TASK GOAL:
Copy the entries below verbatim, omitting any pictures they contain.

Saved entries
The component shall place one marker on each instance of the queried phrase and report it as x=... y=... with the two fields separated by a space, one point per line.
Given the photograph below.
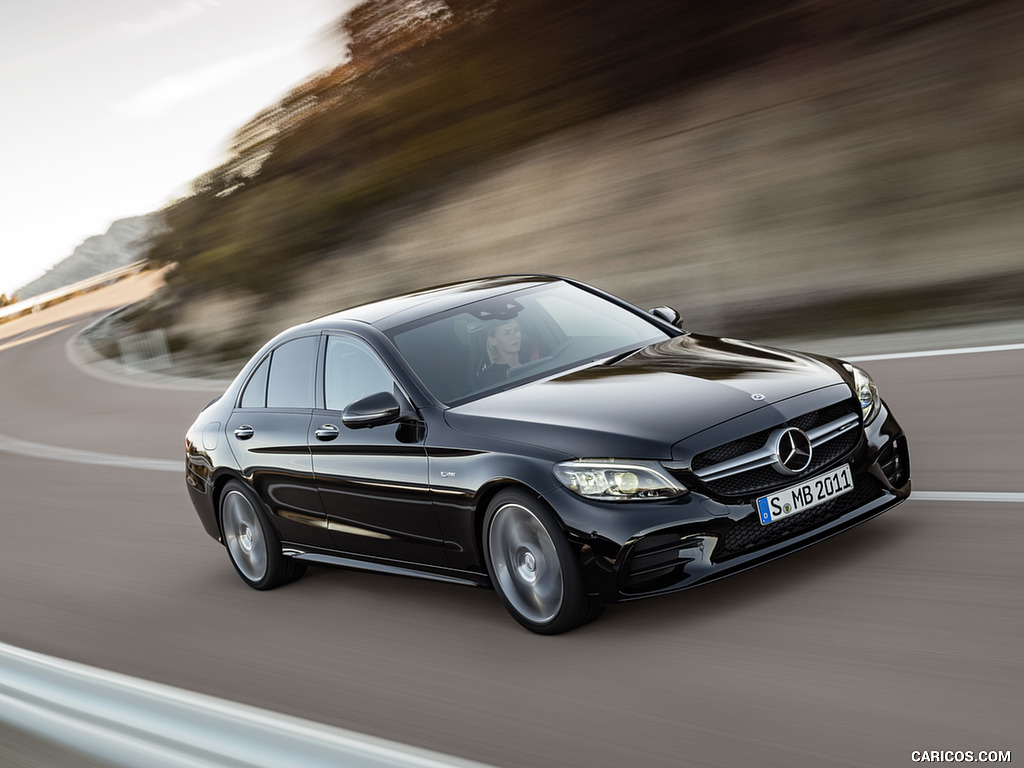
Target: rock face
x=123 y=244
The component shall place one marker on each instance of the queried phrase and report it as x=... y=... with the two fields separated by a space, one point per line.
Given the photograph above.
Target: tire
x=532 y=567
x=252 y=542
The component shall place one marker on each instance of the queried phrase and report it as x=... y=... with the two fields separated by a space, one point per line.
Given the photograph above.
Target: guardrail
x=35 y=303
x=118 y=721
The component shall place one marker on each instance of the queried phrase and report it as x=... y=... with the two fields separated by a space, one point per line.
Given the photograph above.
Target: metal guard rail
x=125 y=722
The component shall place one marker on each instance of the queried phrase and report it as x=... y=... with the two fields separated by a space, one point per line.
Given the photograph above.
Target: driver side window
x=352 y=371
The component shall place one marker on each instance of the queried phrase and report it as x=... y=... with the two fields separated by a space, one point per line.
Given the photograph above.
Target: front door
x=373 y=481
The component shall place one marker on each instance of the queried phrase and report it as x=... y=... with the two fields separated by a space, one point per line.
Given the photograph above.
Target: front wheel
x=532 y=567
x=252 y=543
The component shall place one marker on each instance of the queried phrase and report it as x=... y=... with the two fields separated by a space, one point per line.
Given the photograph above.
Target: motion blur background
x=762 y=165
x=768 y=168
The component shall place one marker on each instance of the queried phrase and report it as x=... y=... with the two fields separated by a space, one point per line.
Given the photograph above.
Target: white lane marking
x=956 y=496
x=935 y=352
x=39 y=451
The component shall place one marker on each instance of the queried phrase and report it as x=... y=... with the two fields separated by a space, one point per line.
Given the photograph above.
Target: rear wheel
x=252 y=543
x=532 y=567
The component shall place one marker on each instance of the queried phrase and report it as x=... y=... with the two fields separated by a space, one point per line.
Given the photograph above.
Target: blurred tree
x=432 y=87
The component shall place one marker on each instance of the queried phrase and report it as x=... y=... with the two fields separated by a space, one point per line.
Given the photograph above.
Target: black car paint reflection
x=387 y=451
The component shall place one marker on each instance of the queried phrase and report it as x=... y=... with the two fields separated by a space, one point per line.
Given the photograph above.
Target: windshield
x=518 y=337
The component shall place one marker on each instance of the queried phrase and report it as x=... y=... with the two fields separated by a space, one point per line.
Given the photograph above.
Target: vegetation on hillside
x=433 y=87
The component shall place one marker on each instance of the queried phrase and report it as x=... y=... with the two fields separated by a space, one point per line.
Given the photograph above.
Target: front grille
x=749 y=534
x=753 y=480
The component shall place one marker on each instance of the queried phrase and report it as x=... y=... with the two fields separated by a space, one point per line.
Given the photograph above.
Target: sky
x=110 y=108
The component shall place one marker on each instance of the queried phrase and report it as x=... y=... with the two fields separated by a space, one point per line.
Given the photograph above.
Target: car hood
x=639 y=406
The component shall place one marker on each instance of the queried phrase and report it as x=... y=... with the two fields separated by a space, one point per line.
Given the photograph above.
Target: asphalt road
x=902 y=635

WRITTEN RESPONSE:
The component shall place one marker on each instance of the queried phrase and report it as x=... y=... with the two fields separated by a space, one point per line.
Given the photograph below.
Target: rock face
x=123 y=244
The component shall place one marker on each instance of the queried phrase and report it as x=... y=... with the two fields separated by a space, one point per line.
Given the photograph above.
Target: tire
x=532 y=567
x=252 y=542
The component shall place one marker on each instance of the queried phrase and report it as x=... y=... with the two fields separated by a space, one point per line.
Given the photograph above.
Target: guardrail
x=35 y=303
x=118 y=721
The component shall place one marker on each instance of the queried phrase and report it as x=... y=... with the two fields separated by a space, one point per line.
Given the photograph above.
Target: metal guard rail
x=125 y=722
The component shall place one marker on each instance of the queried phrase and report it as x=... y=... with the two fields separated by a space, one point per line.
Given the photograph above.
Target: driver side window
x=352 y=371
The component shall place one marker on each instance of the queried phrase and report it as x=... y=... with the two fields separated by a space, one point per line.
Given the photograph above.
Target: front door
x=373 y=481
The component shall place one marker on each instance of the queried phrase and report it as x=... y=... with the two fields separated by a space, one point per line.
Given the photograph above.
Target: front wheel
x=532 y=567
x=252 y=543
The component shall place one marker on each instance of the queried phrase and report it as x=... y=... with the two fields separated by a space, one point per line.
Given the photograph above.
Target: motion blur background
x=762 y=165
x=768 y=168
The component shall place one marker on each instance of the queried phrase and report it as x=... y=... with the two fields separated by a space, one point per line.
Given the photograph above.
Target: white lane marking
x=956 y=496
x=935 y=352
x=39 y=451
The component shall place one marker on each instance of the queried phrase and report it as x=... y=... with the two fields separated by a space, one point per line.
Given the photograph above.
Target: rear wheel
x=252 y=543
x=532 y=567
The component shall place one marker on each instance of the queried phrase and report it as x=... y=... with the two fields separated by a space, one point per line.
Given the photograph above.
Target: blurred tree
x=432 y=87
The component shall place one marker on each instance of the queried phrase and report it as x=... y=... with the two fields separated by a space, one point per line.
Given the photograph above.
Target: black car paint reflection
x=387 y=451
The component shall place one marker on each instance of the queried phrase and report it as x=... y=... with the two fields separated by a space, one point per line.
Given the photograph above.
Target: windshield
x=518 y=337
The component shall place one marker on each instance of the queried phrase and report it as x=... y=... with the two fields separated by a space, one point per line.
Given the photograph above.
Target: vegetation on hillside
x=433 y=87
The component shall place one marker on each instance of the queried phrase and report it as x=... y=... with the two fields separated by a space, one point per line.
Given the photograph above.
Target: front grille
x=749 y=534
x=753 y=480
The component shall place one marker on each instance of the queried phrase and report it as x=... y=... with the two fields separated by a space, one point per line.
Given the photograph above.
Target: sky
x=110 y=108
The component shall place one marker on each instance of the queried phrase and report it as x=... y=... with the two fields separated by a space, one point per line.
Given the photograph above.
Target: car hood
x=639 y=406
The component shall place one marker on each instance of the queried phrase and report it as x=... y=... with the two fields separated by a space, one point per line.
Given the photograph above.
Target: asphalt road
x=902 y=635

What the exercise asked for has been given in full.